• _PROVIDED RECORDS_:
++++++++++
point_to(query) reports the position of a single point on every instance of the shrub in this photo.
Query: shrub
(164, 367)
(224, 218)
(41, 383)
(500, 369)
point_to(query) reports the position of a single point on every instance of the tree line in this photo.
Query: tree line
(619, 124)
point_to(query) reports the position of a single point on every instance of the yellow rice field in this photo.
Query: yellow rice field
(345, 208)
++++++++++
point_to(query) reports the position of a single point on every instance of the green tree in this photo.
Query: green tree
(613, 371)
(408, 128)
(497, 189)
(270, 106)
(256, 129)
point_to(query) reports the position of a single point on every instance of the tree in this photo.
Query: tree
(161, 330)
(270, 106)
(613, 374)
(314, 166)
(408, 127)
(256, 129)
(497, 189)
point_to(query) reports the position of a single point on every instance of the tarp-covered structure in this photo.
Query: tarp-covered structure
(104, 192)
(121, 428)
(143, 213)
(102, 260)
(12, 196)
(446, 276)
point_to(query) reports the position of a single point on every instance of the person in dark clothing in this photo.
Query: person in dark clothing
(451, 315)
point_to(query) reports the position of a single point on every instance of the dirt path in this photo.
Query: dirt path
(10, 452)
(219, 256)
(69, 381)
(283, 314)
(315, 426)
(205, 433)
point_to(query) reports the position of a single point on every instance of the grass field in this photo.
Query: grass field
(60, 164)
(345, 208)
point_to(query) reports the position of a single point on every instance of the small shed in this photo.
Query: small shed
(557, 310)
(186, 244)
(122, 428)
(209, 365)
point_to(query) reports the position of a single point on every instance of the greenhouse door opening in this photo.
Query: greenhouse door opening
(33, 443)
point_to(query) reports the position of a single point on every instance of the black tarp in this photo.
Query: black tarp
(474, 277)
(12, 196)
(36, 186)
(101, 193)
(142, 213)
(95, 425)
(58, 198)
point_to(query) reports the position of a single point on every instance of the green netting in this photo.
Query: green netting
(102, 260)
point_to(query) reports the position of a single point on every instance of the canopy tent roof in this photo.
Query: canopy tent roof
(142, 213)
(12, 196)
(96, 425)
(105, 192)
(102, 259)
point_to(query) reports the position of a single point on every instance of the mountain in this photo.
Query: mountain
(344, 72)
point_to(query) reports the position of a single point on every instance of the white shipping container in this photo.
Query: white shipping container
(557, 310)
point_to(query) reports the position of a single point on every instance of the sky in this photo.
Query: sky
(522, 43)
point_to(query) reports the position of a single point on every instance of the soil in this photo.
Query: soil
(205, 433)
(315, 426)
++++++++++
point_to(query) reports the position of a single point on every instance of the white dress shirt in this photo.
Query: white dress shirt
++++++++++
• _WHAT TO WORK ON_: Tally every line of the data that holds the word "shirt" and write the count alone.

• _ANSWER AREA_: 2